Exercise => Look through the entries below and report every line that has "patrol".

== Source data

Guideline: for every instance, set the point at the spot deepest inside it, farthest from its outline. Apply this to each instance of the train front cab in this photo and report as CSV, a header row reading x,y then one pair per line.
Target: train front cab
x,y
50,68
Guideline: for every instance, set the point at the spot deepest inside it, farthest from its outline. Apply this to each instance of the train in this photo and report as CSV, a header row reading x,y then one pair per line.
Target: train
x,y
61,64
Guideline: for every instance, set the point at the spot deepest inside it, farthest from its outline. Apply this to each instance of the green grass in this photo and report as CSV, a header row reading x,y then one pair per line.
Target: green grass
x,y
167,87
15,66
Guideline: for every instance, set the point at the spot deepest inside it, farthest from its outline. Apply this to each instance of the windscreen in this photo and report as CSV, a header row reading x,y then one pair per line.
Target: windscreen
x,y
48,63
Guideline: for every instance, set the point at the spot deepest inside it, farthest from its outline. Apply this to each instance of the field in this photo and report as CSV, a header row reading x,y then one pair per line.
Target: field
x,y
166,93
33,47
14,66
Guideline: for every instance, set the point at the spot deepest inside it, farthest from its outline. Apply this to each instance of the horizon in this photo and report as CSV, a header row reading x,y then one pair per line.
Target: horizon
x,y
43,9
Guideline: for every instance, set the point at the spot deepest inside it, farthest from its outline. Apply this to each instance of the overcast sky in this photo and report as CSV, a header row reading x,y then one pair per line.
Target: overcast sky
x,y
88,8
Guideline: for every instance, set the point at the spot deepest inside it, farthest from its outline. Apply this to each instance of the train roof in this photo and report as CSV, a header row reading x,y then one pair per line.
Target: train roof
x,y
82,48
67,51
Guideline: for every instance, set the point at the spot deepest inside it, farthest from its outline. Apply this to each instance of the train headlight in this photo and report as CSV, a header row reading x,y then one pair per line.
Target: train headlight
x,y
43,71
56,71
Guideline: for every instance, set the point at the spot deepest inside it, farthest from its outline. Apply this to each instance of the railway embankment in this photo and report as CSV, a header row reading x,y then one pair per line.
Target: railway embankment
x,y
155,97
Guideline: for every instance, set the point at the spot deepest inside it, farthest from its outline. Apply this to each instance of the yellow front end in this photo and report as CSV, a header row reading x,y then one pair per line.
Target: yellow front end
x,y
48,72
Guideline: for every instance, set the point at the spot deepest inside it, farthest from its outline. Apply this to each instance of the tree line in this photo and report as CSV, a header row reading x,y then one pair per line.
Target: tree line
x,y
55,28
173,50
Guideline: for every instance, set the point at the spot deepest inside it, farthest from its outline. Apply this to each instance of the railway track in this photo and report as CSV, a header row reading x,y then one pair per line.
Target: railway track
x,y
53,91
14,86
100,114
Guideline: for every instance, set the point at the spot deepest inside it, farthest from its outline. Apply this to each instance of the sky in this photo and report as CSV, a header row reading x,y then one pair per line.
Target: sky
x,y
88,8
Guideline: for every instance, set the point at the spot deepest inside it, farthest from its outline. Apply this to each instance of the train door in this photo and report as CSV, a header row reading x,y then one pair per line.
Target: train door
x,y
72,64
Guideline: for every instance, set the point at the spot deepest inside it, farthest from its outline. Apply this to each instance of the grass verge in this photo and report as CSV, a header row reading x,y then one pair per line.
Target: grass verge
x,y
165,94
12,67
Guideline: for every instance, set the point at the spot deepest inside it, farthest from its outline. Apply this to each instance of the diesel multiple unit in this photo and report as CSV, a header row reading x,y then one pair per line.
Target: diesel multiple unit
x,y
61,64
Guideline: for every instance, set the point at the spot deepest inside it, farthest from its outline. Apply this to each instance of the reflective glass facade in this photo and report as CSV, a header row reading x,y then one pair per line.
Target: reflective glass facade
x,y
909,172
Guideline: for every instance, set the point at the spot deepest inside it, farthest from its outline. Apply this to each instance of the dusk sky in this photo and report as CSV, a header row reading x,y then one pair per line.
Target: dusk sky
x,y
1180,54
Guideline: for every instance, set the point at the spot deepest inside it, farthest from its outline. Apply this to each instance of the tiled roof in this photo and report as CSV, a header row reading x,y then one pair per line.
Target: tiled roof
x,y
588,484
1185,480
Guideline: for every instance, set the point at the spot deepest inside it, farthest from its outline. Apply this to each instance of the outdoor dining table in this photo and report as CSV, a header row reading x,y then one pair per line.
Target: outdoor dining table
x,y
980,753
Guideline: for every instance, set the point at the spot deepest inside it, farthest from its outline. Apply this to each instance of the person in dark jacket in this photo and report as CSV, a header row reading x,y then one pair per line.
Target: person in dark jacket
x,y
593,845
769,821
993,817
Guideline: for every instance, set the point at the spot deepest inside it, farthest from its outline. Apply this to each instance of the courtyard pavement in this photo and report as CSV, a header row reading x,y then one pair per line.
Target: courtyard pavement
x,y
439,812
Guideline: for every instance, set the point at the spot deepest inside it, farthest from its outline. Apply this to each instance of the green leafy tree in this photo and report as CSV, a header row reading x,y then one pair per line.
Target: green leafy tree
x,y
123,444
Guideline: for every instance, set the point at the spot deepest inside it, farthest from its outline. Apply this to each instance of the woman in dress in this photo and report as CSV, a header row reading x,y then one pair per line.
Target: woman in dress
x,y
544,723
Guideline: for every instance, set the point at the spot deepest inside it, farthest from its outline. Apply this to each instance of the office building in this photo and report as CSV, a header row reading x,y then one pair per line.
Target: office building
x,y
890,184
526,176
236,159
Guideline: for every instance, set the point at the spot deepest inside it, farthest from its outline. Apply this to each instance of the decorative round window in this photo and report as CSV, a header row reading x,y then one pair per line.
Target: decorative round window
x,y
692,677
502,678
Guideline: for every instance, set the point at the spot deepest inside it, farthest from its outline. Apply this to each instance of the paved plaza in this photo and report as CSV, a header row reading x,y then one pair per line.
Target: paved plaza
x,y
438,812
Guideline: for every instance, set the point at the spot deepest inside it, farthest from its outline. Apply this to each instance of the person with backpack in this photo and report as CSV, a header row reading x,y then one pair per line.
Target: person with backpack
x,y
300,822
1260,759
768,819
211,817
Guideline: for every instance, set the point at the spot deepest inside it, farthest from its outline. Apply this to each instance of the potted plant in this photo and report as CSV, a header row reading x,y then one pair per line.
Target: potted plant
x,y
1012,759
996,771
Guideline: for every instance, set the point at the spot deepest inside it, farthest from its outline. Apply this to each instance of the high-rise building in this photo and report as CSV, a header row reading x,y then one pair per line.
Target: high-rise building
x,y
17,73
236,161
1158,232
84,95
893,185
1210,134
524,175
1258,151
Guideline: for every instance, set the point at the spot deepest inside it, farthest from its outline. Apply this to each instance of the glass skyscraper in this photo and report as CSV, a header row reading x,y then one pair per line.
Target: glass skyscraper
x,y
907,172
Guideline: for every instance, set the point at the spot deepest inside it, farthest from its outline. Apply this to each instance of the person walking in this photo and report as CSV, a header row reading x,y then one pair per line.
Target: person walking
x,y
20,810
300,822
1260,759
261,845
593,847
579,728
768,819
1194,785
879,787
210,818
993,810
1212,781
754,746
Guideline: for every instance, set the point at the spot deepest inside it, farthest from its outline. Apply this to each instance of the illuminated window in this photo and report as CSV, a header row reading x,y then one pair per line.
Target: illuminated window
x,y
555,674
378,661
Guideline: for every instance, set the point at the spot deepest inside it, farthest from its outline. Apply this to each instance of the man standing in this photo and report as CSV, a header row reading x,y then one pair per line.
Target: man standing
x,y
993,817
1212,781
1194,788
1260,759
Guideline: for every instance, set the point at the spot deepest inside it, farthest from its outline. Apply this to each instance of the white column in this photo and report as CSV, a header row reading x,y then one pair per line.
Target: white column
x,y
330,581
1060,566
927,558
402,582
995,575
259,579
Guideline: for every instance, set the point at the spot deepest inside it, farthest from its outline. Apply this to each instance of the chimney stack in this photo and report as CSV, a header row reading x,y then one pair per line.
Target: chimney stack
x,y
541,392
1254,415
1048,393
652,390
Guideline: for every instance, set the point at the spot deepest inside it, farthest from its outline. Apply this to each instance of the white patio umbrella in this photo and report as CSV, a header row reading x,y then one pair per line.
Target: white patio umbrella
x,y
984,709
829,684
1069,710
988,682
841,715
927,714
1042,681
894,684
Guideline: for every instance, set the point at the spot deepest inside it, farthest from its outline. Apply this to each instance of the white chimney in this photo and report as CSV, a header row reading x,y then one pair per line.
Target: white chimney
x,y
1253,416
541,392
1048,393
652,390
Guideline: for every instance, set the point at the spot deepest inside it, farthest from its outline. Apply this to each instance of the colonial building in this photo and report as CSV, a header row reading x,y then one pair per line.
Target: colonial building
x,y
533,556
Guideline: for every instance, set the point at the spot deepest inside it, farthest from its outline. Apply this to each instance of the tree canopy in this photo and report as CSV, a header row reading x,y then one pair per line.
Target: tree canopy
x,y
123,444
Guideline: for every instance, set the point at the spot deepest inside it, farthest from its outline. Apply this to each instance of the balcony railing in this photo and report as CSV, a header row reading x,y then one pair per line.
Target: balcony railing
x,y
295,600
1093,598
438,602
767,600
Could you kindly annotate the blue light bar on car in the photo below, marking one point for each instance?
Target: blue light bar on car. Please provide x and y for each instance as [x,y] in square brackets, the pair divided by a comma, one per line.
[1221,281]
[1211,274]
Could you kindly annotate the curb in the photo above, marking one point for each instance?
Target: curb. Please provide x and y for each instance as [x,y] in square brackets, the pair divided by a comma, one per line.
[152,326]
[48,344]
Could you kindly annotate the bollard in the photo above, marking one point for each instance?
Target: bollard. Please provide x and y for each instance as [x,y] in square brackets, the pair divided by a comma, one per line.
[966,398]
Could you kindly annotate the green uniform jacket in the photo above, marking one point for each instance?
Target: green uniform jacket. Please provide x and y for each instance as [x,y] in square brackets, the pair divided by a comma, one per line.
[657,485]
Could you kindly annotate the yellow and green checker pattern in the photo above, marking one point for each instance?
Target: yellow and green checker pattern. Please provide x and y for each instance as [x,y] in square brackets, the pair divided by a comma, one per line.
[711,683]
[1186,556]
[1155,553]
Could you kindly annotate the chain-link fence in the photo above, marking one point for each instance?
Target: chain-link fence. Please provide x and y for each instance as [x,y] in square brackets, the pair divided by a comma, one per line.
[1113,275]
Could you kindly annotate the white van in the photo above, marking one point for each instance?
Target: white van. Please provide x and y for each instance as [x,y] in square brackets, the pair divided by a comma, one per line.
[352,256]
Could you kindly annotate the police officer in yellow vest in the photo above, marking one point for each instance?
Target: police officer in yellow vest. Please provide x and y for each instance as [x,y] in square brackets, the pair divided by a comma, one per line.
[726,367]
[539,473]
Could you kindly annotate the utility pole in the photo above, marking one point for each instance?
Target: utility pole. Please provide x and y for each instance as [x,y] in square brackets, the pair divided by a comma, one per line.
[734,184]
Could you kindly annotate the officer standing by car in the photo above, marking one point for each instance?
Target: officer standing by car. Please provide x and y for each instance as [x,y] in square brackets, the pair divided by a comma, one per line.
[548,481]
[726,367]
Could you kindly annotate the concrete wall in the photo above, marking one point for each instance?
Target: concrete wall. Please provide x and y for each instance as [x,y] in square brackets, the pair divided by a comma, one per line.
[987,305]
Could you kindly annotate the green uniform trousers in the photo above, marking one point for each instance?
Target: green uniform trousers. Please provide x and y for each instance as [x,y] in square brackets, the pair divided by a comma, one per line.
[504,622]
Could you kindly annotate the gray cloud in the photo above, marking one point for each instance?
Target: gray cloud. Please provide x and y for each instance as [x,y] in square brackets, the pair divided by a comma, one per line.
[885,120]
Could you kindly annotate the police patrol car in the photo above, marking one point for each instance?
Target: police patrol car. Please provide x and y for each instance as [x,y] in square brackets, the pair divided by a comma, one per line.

====

Solution =>
Could you kindly annotate the police patrol car in the photo above, marking one point for each instance?
Target: police patrol car. Please provide x and y for each instance as [x,y] in square brackets, the pair divided by a comma, one per line.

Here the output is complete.